Yes, those “flex time”, “drum replacement”, and other handy editing features sure would have been useful, oh, starting two or three years ago, thanks (doing in a couple quick clicks what I now blow entire evenings doing), but for the effective “gotta buy new hardware if you wanna use the new software” price of admission, one could arguably buy a workable drum set, tape machine, editing block, and razor blades.

Which, unlike all too many of our contemporaries, we actually do know how to use.  Then again, one reel of actual tape costs almost as much as the software update these days.

I totally understand not wanting to continue development for PPC users in the “gotta keep payin’ if you wanna keep playin’ ” Great Apple Abandonware Tradition, and I was already resigned to sighing dramatically, staring wistfully out the window, and making an appointment with a therapist to help deal with the deep-seated shame, anguish and humiliation of not running the latest versions of Logic and Final Cut until a hefty chunk of change falls from the sky for a new “studio computer”, but really, Apple, did you have to add injury to insult by having the most recent “Software Update” automatically break stuff that was working just fine before?

Since the last “Software Update” did its thing, I can’t use Safari on the ol’ dual-2.7 G5 now (well, technically I can, if I want to wait literally a couple hours for the “beach ball” to stop spinning as it grinds away – and manually downloading and reinstalling Safari, repairing permissions, and the rest of the usual rigamarole doesn’t make any difference either), the MacBook Air is permanently set to Greenwich Mean Time no matter how many times we tell it that no, really, we want PST, and dad-in-law’s MacBook Pro assures us that the licenses for all of his purchased-at-the-Apple-Store-Apple-branded apps are now stolen or otherwise illegitimate.

Now, I’ve never been one of those pain-in-the-boohonkus “Cult of Mac” people who drive around with an Apple sticker on my car cruising for hapless Windows users to poke with sharp sticks (after moving from 16-track reel-to-reel and hardware sequencers, to computer slaved to SMPTE on the reel-to-reel, to fully-computer-based, our first CD was done in part in Cubase on Windows, and part in Cubase on Mac, so I’m more of the “personally, I prefer a Mac now, but whatever works for you is cool” camp – and besides, it doesn’t suit my bleeding-heart-liberal side to make fun of the disadvantaged), and consider such behavior to make no more sense than it would to slap “My Other Dishwasher is Also a GE”, “Powered by Kitchen Aid”, “Make it a Subzero or Let It Rot”, “Spatulas by OXO”, and “My Cuisinart Shreds” stickers on the back window of one’s automobile, but it’s still a bit disappointing that Apple’s just “less bad than the alternative” in my mind, at least for this week. 

“It just works.” Except for when it actually doesn’t.

WHAT YOU WILL DO: Translate this sentence from the passage about Apple's software update into Spanish: "Then again, one reel of actual tape costs almost as much as the software update these days."

COLLECTED DATA:
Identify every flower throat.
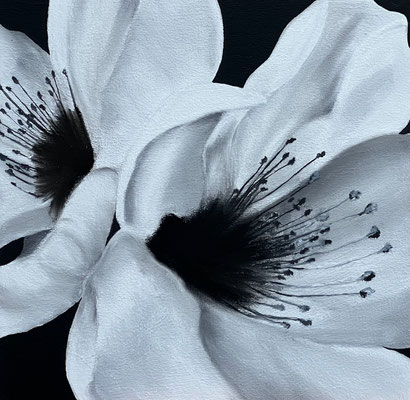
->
[147,139,392,328]
[0,70,94,215]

WRITTEN REPLY: Por otro lado, hoy en día un solo carrete de cinta de verdad cuesta casi tanto como la actualización del software.